== Records
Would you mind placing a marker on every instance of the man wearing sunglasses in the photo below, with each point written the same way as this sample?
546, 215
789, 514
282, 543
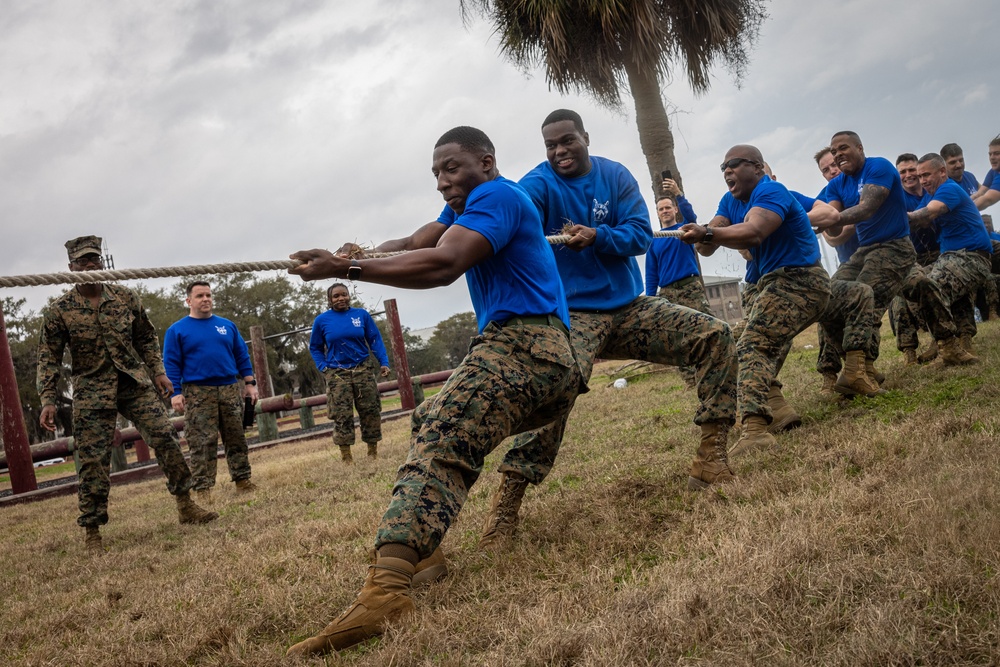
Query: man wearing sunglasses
869, 194
760, 215
113, 349
598, 204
====
Aim of the task
Could you copy the listing above line for line, without changing any wording, and leave out the pictures?

Response to the exercise
Would you mind placing a marker on every instance of the man wearing sunglasses in the photo below, with each point written the same way as this sample?
546, 215
789, 514
282, 543
Query: man wearing sunglasses
869, 194
760, 215
113, 349
598, 204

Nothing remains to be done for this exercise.